• INSTRUCTIONS TO FOLLOW:
Filter the listing below down to the lines containing the word "burgundy", and copy each one. Matching is case-sensitive.
───── DATASET RECORDS ─────
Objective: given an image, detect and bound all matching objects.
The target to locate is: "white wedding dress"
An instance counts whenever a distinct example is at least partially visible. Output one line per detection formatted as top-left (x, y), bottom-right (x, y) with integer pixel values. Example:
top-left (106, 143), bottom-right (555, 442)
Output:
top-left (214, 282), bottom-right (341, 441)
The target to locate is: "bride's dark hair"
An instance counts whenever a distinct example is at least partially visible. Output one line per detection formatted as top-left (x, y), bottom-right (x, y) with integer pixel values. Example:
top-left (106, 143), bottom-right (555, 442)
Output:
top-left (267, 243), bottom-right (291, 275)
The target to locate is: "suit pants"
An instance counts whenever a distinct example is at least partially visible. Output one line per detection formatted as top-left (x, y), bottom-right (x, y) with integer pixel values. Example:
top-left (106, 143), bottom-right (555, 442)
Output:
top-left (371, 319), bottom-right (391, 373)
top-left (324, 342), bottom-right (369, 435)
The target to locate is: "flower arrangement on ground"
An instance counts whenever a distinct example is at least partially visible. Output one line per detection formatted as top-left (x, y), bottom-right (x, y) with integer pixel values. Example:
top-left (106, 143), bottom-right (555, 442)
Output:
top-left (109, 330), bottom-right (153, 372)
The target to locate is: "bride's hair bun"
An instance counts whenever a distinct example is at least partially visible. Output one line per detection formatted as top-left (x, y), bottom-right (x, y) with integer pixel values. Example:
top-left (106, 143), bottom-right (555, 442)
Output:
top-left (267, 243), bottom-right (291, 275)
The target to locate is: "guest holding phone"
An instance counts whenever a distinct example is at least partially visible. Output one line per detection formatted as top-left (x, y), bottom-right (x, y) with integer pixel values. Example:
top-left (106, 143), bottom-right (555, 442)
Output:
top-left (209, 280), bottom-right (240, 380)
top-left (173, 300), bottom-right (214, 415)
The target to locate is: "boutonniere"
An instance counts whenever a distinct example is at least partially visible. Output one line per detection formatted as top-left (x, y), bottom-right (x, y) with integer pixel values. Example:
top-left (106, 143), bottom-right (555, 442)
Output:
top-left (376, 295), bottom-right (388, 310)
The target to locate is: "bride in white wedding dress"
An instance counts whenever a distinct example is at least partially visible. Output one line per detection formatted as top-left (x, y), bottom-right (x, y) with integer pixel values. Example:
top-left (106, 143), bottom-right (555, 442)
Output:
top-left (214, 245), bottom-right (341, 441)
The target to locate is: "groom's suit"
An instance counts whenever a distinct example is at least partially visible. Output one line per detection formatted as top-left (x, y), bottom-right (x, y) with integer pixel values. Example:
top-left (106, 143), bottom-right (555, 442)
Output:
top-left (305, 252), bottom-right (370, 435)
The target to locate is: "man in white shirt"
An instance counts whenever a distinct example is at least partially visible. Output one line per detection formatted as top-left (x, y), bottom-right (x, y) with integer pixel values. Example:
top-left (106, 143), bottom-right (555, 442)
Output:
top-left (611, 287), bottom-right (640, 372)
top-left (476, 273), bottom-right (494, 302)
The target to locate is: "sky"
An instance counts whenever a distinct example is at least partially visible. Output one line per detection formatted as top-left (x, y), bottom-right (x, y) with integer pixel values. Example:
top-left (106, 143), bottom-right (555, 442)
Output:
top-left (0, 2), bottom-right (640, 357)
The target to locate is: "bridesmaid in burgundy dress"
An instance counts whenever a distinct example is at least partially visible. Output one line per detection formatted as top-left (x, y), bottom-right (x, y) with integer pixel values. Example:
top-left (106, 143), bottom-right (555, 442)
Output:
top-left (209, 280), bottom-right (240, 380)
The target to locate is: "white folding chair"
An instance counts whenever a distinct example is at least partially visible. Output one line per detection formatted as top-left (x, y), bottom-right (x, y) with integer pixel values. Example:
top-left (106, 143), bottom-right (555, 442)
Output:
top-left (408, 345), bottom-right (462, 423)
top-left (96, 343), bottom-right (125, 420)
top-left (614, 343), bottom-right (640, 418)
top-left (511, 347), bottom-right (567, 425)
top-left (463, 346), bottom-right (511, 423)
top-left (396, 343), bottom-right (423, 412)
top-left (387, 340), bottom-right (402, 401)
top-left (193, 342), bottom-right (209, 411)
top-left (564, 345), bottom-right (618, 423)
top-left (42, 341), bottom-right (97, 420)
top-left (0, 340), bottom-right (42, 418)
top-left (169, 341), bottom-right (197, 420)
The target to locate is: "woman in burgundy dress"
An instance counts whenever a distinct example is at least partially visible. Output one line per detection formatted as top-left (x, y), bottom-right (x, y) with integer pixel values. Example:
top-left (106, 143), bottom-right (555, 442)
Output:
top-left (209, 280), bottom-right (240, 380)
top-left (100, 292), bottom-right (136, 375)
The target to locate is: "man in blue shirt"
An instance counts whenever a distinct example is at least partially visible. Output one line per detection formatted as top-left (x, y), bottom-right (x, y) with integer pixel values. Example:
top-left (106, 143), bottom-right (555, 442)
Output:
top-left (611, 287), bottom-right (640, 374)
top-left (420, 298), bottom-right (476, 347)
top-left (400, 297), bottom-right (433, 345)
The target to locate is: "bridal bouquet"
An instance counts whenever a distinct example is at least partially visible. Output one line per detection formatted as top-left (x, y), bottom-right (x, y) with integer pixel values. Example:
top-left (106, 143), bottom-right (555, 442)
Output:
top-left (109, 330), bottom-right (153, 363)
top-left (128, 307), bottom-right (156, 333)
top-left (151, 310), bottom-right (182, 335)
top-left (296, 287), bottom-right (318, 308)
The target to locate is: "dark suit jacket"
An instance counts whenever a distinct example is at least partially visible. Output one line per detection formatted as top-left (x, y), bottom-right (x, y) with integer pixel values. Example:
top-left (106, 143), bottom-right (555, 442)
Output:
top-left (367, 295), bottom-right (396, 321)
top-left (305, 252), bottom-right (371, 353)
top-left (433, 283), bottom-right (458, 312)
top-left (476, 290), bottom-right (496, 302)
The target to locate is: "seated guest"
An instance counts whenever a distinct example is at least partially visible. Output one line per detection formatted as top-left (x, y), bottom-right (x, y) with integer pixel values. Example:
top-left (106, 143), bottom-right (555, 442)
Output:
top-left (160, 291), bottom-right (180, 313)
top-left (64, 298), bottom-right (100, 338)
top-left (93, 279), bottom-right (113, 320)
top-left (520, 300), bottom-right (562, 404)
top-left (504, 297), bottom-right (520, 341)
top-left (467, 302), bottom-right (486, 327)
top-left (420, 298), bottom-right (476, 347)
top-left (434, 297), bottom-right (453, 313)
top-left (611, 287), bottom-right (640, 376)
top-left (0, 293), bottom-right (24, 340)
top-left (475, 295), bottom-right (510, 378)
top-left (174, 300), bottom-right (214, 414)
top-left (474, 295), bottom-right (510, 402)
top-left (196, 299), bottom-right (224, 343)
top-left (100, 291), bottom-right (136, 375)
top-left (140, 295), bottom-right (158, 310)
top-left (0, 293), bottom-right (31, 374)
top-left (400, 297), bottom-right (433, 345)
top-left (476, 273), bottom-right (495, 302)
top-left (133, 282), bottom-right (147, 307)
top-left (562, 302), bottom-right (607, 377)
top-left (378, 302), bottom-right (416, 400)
─────
• EXERCISE ANSWER:
The target to locate is: "bridesmaid in burgundy dress"
The target to locate is: "woman in burgundy dress"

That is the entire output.